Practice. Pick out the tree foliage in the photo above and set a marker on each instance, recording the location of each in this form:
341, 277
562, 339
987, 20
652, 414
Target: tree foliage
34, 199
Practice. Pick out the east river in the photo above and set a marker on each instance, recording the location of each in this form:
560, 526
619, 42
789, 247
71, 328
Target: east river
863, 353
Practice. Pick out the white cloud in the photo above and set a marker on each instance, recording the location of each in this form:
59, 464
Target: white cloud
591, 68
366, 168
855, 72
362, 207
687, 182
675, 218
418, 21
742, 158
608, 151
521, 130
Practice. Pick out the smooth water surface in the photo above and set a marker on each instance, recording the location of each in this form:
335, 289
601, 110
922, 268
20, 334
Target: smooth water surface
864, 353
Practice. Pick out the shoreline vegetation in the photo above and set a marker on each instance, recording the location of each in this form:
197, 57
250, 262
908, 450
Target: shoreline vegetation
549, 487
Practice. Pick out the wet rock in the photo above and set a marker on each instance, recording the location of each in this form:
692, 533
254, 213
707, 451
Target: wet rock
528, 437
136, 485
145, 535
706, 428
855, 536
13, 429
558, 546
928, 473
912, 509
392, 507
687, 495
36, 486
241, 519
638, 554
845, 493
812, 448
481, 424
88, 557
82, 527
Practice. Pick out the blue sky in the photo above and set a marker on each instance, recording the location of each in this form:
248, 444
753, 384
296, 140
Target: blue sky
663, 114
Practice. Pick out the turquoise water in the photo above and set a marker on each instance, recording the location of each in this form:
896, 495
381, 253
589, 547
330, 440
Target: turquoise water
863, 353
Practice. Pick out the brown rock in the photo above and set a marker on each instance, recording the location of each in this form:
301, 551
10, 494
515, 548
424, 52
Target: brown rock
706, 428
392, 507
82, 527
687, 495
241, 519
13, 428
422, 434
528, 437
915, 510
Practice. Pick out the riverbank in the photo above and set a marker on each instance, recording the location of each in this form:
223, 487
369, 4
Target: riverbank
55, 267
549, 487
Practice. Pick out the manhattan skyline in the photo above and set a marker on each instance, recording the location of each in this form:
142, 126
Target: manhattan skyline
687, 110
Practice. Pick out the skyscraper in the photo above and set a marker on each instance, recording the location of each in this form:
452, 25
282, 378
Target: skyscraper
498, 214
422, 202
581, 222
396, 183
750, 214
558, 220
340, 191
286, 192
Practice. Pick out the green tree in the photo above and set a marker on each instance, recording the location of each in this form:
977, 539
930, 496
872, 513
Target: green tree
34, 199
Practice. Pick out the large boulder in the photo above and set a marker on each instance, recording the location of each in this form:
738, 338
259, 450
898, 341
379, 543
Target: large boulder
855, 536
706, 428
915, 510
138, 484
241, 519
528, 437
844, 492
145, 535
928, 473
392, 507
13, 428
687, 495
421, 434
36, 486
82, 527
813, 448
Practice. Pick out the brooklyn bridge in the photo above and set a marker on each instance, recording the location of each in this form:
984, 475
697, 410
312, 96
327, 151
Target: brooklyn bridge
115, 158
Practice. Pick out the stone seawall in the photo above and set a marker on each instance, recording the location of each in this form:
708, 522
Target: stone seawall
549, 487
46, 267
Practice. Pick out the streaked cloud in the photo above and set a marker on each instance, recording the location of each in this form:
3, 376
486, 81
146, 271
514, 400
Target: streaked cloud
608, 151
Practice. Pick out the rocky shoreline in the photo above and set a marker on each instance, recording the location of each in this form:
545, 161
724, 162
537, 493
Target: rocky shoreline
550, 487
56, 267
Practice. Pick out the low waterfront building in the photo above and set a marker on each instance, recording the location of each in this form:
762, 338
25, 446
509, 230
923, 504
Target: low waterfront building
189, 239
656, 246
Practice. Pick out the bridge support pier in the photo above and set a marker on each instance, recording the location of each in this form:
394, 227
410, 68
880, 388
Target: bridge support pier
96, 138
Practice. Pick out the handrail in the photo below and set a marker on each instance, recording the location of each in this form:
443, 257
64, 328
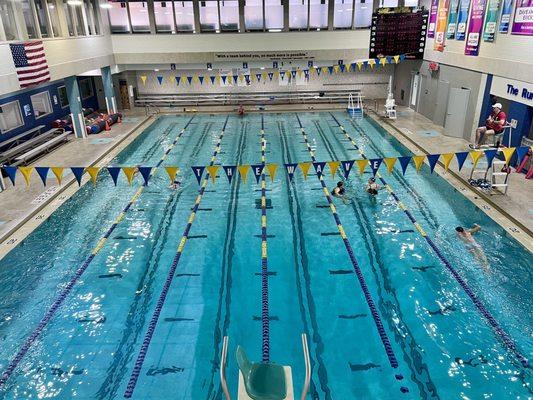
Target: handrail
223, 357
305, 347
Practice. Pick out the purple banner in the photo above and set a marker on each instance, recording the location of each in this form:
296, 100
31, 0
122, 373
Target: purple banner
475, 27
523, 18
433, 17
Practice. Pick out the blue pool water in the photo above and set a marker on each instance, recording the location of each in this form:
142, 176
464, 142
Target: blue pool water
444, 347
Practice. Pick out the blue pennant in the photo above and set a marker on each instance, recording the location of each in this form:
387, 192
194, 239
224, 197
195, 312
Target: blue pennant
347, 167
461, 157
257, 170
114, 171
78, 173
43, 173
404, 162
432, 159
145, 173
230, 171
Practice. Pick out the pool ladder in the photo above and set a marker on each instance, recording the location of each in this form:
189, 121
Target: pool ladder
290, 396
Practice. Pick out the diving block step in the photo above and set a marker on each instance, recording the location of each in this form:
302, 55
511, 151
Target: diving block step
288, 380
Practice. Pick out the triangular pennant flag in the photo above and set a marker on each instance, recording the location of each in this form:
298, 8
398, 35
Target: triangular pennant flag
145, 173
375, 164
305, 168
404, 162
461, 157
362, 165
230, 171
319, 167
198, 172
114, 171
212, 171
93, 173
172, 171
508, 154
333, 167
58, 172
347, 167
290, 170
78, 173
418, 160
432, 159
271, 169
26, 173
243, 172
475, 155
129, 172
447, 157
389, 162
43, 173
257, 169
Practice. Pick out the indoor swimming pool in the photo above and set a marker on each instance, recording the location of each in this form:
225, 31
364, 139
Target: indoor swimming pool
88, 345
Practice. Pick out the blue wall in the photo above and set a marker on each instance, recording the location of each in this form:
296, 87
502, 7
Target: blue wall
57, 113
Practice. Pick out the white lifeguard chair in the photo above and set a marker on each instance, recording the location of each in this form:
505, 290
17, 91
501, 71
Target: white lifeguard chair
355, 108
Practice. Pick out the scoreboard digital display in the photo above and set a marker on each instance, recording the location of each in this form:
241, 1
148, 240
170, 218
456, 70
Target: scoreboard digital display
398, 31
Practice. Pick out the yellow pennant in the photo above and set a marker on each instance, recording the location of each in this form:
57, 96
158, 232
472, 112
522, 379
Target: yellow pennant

★ ★ ★ ★

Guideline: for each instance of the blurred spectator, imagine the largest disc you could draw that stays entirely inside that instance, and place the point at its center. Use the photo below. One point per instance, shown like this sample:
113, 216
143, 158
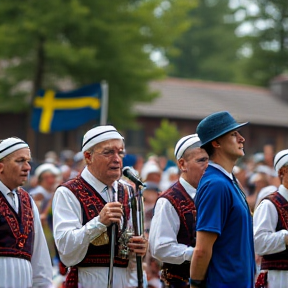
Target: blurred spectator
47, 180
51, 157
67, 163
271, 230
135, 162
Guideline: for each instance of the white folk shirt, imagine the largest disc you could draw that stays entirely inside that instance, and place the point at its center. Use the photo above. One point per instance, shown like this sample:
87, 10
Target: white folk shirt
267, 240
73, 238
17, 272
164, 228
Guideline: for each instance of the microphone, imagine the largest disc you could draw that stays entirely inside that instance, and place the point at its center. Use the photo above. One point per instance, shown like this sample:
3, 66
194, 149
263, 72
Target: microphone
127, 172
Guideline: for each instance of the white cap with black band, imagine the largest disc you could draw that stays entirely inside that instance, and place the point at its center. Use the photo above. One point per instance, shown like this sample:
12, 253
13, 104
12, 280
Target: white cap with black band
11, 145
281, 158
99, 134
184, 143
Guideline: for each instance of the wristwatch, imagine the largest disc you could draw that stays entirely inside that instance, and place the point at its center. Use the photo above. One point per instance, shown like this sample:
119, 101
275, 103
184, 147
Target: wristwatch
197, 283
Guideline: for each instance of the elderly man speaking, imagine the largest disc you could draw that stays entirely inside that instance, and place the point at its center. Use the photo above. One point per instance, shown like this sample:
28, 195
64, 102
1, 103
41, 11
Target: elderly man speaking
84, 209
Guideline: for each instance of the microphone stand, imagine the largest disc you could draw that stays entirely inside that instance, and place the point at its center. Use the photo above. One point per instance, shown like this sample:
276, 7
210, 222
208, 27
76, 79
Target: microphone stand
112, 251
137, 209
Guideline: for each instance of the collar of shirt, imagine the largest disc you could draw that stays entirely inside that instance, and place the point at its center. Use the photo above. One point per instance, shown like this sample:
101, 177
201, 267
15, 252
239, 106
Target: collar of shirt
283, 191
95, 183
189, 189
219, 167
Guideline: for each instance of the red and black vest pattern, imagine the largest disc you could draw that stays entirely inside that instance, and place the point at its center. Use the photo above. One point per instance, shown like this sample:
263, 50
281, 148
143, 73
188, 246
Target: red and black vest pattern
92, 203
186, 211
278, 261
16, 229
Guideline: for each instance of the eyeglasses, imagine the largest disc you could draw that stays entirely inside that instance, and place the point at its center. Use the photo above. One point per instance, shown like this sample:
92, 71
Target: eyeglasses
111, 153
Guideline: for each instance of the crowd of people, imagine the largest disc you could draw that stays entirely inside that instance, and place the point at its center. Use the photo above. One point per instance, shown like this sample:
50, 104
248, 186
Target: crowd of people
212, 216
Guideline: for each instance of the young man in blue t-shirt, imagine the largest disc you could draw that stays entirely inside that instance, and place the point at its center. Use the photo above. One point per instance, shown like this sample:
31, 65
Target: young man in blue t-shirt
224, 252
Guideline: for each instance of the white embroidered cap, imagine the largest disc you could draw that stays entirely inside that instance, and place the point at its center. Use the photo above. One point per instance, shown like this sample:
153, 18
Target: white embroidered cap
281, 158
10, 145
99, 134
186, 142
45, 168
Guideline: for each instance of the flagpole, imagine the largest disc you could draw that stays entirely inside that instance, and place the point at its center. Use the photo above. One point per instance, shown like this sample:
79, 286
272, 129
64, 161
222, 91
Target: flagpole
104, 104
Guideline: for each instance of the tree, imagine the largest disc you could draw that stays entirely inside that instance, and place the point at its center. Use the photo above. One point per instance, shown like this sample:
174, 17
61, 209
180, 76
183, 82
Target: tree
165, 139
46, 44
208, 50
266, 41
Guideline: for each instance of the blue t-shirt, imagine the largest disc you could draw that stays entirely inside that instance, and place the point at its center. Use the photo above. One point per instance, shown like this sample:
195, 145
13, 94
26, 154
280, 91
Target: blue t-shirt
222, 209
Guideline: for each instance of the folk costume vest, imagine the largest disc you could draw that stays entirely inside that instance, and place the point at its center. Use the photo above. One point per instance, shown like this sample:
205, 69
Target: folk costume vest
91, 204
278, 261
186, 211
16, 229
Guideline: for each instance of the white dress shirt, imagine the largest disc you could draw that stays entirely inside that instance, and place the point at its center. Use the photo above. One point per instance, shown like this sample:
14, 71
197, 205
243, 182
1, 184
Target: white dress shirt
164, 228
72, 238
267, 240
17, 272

★ ★ ★ ★

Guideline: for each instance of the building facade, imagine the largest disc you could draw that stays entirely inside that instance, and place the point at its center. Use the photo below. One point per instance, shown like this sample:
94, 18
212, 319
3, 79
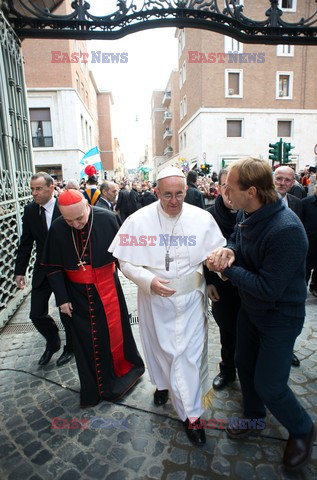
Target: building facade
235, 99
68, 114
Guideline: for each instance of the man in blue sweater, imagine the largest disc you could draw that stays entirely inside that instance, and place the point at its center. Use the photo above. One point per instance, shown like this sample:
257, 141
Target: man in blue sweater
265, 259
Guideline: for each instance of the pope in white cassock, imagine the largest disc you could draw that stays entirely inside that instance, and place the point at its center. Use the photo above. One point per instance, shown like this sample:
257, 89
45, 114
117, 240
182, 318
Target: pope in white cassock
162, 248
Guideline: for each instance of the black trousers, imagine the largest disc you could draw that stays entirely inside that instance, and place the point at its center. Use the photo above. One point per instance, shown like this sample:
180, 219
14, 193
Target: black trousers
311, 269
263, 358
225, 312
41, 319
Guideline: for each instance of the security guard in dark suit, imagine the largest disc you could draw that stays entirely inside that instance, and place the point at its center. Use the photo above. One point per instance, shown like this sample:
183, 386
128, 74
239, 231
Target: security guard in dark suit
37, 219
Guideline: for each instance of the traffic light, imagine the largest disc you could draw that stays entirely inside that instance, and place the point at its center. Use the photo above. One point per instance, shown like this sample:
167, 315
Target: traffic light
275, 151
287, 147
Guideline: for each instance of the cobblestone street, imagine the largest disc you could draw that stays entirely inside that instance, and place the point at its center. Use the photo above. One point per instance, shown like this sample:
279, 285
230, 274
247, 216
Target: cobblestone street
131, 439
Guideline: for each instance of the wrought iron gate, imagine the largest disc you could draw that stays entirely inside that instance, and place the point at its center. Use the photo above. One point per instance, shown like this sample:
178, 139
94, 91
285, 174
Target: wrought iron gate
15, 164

★ ★ ★ ★

**TASK ITEM**
All lines above that include the word "below" should be located and copied.

**ANSWER TO THIS TASK**
Practice. Pick out the handrail in the photo below and set a marker on each instance, recording the location of each in this form:
Guideline: for each instance of the blurred spectator, imagine the largest disc you could draw that stays entirely inside that instance, and place the point at its center. Use the photo below. One point per instance, shown like this sample:
Guideline: for each instance of the building facade, imagine the largest disc you could draw that stays entirely inside that instance, and place the point at its center. Use the photo below. One point per instance, shown like this sample:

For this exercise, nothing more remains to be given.